TEXTAUSZUG.

------

Die Nationalitätenfrage: Russlands Angriff auf die Ukraine versetzt eine gesamte Region in den Ausnahmezustand

Während sich die rumänische Minderheit in der Ukraine nicht instrumentalisieren lässt, befürchtet die Republik Moldau, dass in Chisinau bald russische Panzer rollen könnten.

Dreisprachiges Ortsschild von Tiraspol (moldauisch, russisch, ukrainisch) Von Julian Nyča - Eigenes Werk, CC BY-SA 4.0,

Von Jan Diedrichsen

In normalen Zeiten streiten sich die Geister in der Region zwischen Rumänien, Moldau und Ukraine, ob die dort lebenden Moldauer eine eigene ethnische Gruppe sind oder doch zur rumänischen Nationalität zählend. Diese Diskussionen erscheinen derzeit unweigerlich banal, – ich erinnere mich aber noch an hitzige Diskussionen unter entsprechenden Vertretern vor gar nicht so langer Zeit. Doch der Krieg hat solche „Minderheitenfeinheiten“ obsolet gemacht.

Die rumänische Minderheit in der Ukraine läuft aktuell Gefahr, buchstäblich zwischen die Fronten zu geraten. Es wird von 150.000-200.000 Angehörigen der rumänischen Minderheit in der Ukraine ausgegangen.

Die Befürchtung besteht, dass Moskau durch gezielte Desinformation Konflikte mit der rumänischen Minderheit in der Ukraine hervorzurufen sucht. In den vergangenen Jahren hat es immer wieder Diskussionen und Streit zwischen Rumänien und der Ukraine wegen der Minderheitensituation in der Region gegeben.

Putin hat in seiner Rede zur Invasion – seine berühmte „Geschichtsvorlesung“ – darauf verwiesen, dass Stalin bei der „Zuschneidung“ der Ukraine dem Land Teile einverleibt hatte, die früher zu Rumänien gehörten. Doch es ist nicht gelungen, die Nationalitätenfrage zu instrumentalisieren und einen Keil zwischen Kyiv und der rumänischen Minderheit zu treiben. Präsident Johannis,  Staatspräsident Rumäniens (und Angehöriger der deutschen Minderheit des Landes), hat sich in den ersten Stunden des russischen Angriffs gemeinsam mit den EU-Staaten an die Seite der Ukraine gestellt.

------

DATENAUFLISTUNG.
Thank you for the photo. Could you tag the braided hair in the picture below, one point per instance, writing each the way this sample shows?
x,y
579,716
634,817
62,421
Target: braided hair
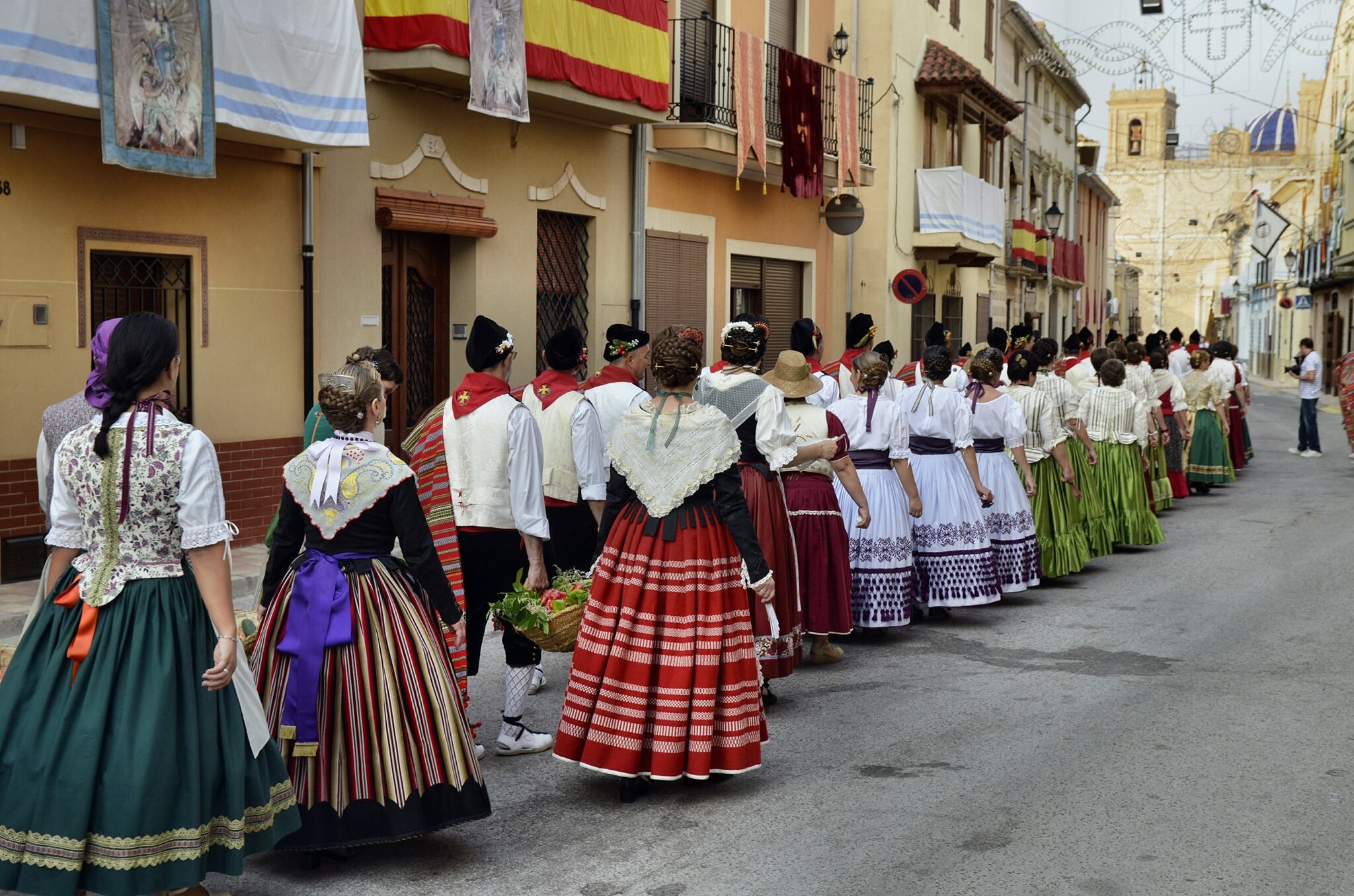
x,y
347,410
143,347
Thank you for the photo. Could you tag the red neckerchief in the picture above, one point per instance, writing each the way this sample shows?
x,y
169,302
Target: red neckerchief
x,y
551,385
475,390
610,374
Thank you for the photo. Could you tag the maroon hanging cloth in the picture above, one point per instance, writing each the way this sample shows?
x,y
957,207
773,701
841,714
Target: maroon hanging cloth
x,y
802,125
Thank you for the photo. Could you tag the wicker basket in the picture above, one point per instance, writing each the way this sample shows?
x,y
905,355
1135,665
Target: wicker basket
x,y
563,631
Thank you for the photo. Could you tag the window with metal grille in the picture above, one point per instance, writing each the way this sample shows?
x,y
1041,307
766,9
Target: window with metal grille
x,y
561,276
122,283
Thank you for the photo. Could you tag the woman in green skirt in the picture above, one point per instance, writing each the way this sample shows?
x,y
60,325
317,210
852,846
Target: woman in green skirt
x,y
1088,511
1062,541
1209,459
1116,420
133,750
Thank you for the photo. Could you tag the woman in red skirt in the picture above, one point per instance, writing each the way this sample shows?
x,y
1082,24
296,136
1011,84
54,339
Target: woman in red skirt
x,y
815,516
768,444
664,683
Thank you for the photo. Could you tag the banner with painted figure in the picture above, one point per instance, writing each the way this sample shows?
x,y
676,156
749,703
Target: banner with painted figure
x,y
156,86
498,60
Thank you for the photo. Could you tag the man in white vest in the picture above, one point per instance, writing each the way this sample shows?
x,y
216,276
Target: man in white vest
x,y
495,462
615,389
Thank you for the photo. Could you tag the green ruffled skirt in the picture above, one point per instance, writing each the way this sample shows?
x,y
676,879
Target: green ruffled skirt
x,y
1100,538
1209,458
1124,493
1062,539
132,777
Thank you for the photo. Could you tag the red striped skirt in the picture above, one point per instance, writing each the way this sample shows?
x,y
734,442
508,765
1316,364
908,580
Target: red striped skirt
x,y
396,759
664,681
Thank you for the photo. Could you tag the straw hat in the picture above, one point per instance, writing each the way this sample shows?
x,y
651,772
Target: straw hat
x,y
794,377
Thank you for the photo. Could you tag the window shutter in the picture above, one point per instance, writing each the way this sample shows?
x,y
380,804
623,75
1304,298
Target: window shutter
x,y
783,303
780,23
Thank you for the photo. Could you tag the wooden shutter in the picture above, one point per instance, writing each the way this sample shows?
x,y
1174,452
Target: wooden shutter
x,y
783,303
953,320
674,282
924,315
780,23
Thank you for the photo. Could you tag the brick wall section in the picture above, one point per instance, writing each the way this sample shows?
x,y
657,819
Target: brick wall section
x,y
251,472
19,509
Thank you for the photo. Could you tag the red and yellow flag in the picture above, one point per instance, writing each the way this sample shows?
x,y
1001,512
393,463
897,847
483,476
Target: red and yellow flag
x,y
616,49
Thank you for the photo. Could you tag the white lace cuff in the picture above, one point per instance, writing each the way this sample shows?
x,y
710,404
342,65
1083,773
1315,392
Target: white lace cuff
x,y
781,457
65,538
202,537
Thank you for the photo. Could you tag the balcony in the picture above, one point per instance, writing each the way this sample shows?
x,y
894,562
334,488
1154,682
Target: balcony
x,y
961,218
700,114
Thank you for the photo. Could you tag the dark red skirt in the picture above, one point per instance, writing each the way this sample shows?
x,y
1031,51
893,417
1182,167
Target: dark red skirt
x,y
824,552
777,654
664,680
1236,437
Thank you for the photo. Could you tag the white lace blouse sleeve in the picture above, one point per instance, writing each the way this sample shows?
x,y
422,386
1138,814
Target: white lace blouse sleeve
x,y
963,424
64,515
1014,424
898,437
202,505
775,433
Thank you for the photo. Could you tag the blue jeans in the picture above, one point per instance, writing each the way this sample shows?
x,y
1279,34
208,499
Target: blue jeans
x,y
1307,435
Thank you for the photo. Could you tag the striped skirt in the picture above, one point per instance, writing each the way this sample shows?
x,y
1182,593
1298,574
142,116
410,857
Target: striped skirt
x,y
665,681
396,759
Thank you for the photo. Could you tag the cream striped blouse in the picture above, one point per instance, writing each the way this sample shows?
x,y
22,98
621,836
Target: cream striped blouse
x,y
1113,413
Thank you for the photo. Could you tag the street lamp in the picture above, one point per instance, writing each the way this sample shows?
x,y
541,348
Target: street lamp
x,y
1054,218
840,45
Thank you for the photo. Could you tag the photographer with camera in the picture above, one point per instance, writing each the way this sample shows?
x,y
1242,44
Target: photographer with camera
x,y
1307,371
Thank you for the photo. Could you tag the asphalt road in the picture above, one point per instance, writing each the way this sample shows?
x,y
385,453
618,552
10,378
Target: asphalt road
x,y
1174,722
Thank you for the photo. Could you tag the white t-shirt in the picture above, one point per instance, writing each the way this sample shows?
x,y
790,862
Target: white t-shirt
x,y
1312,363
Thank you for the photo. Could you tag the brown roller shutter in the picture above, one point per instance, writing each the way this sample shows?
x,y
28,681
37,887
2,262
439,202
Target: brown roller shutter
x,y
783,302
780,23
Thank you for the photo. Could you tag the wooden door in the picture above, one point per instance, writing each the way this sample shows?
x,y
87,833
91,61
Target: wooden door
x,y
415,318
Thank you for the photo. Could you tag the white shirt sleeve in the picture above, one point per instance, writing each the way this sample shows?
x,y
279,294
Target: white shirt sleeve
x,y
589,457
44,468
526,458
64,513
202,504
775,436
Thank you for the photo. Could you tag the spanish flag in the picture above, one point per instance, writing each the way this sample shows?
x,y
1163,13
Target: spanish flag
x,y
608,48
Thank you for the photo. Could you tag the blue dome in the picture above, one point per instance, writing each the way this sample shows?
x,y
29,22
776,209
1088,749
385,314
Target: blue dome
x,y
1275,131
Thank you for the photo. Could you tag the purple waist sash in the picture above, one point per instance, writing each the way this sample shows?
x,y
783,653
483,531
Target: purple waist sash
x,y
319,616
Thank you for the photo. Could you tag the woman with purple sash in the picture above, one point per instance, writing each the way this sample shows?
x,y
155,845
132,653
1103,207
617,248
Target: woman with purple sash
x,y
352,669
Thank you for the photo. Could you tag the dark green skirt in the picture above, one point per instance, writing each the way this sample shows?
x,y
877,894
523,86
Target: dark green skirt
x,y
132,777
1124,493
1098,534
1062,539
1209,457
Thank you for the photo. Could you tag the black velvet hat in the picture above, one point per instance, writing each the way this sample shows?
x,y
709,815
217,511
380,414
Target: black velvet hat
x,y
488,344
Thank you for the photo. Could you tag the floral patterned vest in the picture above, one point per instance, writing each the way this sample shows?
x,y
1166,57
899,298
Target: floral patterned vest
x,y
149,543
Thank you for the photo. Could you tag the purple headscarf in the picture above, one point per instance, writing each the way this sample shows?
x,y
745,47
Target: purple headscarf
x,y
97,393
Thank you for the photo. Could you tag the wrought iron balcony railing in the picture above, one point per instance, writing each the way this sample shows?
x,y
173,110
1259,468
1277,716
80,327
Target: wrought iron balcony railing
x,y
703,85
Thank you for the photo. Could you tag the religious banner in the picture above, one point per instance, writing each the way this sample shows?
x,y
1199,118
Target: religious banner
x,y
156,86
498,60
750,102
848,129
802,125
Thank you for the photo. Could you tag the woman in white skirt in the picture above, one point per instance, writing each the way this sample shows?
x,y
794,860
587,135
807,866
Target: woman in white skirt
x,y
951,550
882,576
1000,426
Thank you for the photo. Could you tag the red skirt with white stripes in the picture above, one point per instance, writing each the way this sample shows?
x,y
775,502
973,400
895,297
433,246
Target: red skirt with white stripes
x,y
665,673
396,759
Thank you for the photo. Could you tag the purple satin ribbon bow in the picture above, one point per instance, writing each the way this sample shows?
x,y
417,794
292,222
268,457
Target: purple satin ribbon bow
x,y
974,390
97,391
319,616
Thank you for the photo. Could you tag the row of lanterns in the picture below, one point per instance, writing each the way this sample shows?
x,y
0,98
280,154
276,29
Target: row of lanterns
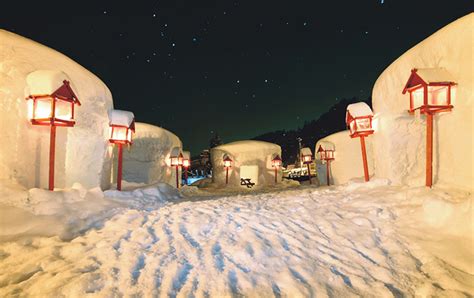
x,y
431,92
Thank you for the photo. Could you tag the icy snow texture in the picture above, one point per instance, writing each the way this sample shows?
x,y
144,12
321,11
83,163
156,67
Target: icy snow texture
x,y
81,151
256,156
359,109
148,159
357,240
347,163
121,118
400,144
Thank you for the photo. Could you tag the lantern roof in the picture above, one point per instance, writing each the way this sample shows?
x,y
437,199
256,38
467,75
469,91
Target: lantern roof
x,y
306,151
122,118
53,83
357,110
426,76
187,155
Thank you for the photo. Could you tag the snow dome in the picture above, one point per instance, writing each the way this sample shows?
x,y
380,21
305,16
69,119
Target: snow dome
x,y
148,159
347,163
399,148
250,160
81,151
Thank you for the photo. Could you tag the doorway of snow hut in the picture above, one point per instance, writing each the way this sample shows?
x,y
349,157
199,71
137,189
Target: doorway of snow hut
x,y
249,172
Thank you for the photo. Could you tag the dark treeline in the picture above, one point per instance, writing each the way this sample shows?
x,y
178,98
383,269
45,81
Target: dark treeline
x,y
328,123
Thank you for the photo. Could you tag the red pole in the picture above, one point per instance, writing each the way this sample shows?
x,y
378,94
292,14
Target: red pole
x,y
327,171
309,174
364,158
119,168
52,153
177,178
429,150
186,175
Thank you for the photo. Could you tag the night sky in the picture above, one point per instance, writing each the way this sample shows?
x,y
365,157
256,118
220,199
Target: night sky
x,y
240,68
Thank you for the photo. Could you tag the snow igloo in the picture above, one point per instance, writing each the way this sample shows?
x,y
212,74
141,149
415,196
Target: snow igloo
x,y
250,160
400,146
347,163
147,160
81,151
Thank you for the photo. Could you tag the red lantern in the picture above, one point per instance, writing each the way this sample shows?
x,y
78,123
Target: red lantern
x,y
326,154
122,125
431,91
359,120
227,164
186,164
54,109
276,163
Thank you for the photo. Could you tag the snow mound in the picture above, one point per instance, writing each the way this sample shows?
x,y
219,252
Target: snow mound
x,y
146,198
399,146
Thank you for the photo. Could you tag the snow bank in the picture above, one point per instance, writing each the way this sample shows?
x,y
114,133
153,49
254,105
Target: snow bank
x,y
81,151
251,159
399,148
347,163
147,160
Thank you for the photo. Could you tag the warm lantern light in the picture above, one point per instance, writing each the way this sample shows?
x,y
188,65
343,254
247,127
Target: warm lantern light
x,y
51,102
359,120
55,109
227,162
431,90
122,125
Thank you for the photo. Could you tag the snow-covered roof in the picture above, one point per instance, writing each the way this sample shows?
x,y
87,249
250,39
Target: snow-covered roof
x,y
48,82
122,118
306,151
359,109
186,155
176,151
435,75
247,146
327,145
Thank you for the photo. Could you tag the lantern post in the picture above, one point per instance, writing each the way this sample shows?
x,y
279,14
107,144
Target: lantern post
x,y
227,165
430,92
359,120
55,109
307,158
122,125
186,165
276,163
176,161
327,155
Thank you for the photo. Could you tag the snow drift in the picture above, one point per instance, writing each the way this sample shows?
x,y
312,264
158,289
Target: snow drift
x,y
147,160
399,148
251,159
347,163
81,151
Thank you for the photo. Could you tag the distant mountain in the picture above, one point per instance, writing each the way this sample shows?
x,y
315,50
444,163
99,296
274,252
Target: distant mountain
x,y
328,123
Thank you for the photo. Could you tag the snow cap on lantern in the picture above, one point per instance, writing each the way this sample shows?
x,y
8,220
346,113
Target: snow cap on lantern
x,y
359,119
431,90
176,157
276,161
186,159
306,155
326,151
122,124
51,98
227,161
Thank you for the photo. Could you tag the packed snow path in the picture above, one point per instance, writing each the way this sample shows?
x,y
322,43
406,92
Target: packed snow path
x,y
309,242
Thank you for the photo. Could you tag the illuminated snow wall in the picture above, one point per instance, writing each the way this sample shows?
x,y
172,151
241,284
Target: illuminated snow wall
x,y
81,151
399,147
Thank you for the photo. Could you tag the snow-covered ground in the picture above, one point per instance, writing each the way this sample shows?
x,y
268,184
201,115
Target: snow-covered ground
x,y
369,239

------

AUFGABENSTELLUNG. Gib an, von wie vielen Angehörigen der rumänischen Minderheit in der Ukraine laut dem Textauszug ausgegangen wird.

LÖSUNG. Von 150.000 bis 200.000 Angehörigen.